• PROBLEM REQUIREMENTS: Can you repeat, word for word, the part of the spring vise passage below that falls between "Table 4 Spring" and "multimeter in 10 s.", inclusive?

** START OF QUOTED PASSAGE **

Spring vise designed for repeatable connection to material test samples.

Spring vise repeatability

The repeatability of the spring vise measurement process was measured. The test was conducted by repeatedly measuring a single material sample. The test specification is shown in Table 4:

Table 4 Spring vise repeatability test protocol and results.

For each measurement, the sample was placed in the vise between the two electrodes, and the screw was tightened until the desired spring length was achieved (40 mm, equating to 40 N force). After 1:00 min settling time, the measurement was recorded, the vise was loosened, the sample was removed, and 1:00 min reset time was allowed to elapse before the next measurement. The settling time was designed to be long enough such that a less than 0.1 Ω change was observed on the multimeter in 10 s.

The repeatability of the spring vise measurement process was calculated to be:

$${\sigma }_{v}=0.12 \Omega .$$
(1)

** END OF QUOTED PASSAGE **
** START OF DATA PROVIDED **

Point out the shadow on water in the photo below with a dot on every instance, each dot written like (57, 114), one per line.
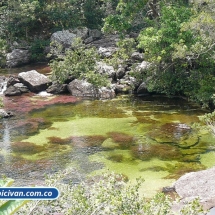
(152, 137)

** END OF DATA PROVIDED **

• EXPECTED ANSWER:
Table 4 Spring vise repeatability test protocol and results.

For each measurement, the sample was placed in the vise between the two electrodes, and the screw was tightened until the desired spring length was achieved (40 mm, equating to 40 N force). After 1:00 min settling time, the measurement was recorded, the vise was loosened, the sample was removed, and 1:00 min reset time was allowed to elapse before the next measurement. The settling time was designed to be long enough such that a less than 0.1 Ω change was observed on the multimeter in 10 s.